RECORDS SUPPLIED →
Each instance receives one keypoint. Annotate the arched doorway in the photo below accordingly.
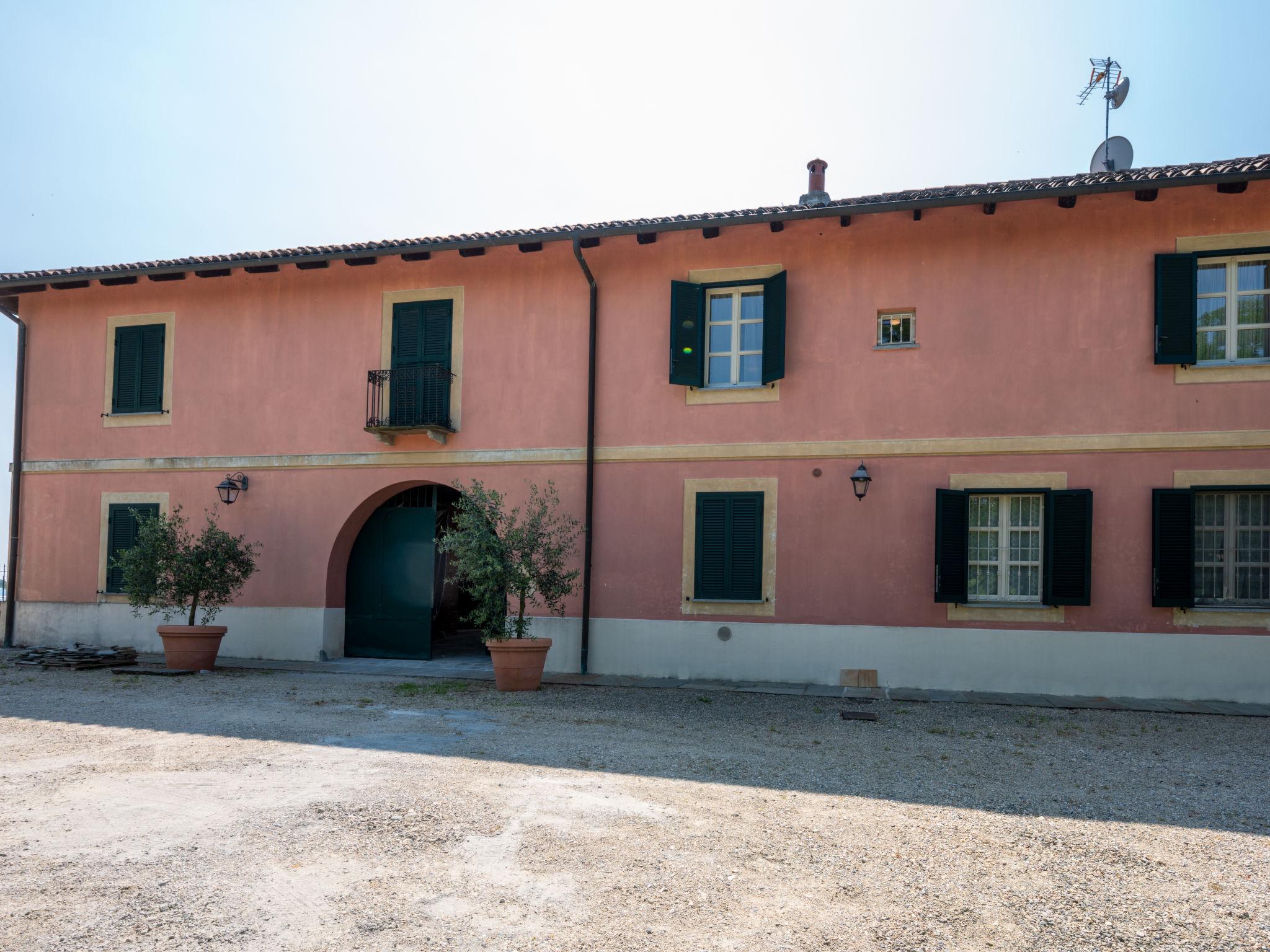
(398, 598)
(393, 579)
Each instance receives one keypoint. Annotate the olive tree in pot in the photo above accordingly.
(517, 557)
(171, 571)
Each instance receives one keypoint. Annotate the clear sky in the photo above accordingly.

WORK TO COMPLETE → Please revise the data above so that each "keypoint" becomes "marker", with everything else left unchanged. Omit the pictures from your version.

FULL SOLUTION →
Each instance receives one marker. Annotate the arched doorway in the photo below accordingly.
(398, 598)
(393, 579)
Each instance receives one marker. Annotate the olive tree in pot in the photo above accordingly.
(517, 557)
(171, 571)
Each instance receives one marker. Annotate the clear sky in the photo above accordingly.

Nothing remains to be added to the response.